#### Records provided
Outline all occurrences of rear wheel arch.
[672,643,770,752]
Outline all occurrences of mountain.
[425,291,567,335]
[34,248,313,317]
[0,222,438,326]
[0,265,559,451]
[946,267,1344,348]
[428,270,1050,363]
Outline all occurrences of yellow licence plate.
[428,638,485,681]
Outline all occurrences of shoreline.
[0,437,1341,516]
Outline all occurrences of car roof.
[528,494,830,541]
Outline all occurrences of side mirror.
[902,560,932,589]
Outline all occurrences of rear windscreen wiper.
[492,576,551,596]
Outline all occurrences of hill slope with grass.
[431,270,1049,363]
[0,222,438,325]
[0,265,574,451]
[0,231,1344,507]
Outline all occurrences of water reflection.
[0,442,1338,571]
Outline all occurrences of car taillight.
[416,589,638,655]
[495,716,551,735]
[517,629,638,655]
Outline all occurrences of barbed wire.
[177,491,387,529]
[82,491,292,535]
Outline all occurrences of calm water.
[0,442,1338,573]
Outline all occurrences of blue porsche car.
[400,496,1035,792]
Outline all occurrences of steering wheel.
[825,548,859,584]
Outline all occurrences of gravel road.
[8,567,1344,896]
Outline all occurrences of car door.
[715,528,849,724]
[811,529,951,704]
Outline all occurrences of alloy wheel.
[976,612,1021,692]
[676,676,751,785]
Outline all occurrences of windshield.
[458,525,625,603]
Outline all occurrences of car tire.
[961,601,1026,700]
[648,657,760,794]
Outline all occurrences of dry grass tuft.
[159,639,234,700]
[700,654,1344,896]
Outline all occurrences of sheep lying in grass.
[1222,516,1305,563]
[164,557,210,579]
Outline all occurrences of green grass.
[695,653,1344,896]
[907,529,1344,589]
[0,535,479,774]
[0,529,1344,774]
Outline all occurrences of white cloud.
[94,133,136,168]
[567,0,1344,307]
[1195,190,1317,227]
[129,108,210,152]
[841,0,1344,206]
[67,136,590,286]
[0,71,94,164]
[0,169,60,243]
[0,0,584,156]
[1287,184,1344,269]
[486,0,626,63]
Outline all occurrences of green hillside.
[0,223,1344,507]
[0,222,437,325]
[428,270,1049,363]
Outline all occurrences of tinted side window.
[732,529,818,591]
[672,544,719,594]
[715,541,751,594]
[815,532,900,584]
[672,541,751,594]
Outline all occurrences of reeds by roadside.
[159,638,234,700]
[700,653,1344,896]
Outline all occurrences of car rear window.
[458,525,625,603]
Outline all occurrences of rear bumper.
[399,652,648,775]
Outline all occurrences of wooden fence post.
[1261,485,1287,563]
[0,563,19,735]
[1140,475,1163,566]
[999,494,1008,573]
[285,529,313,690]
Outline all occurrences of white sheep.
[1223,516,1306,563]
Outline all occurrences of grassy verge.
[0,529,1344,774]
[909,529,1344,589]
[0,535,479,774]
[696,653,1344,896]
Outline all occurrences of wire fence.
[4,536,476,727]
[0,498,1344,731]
########
Work instructions
Extract, verbatim, the lines from the one containing "Outline all occurrences of tinted" through the last line of the listing above.

The completed task
Outline all occurrences of tinted side window.
[732,529,818,591]
[672,544,719,594]
[715,541,751,594]
[815,532,900,584]
[672,541,751,594]
Outline all occurrences of reeds by roadside.
[159,638,234,700]
[700,653,1344,896]
Outline all occurrences of car rear window.
[458,525,625,603]
Outline all occurrences of rear bumper.
[399,652,648,775]
Outline all occurrences of wooden fence post.
[1261,485,1287,563]
[0,563,19,735]
[1140,475,1163,566]
[999,494,1008,573]
[285,529,313,690]
Outline all occurrences of white sheep.
[1223,516,1306,563]
Outline all occurrences of grassy verge.
[0,529,1344,774]
[909,529,1344,589]
[0,535,479,774]
[696,653,1344,896]
Outline all occurrences of wire fence.
[4,536,476,727]
[0,498,1344,731]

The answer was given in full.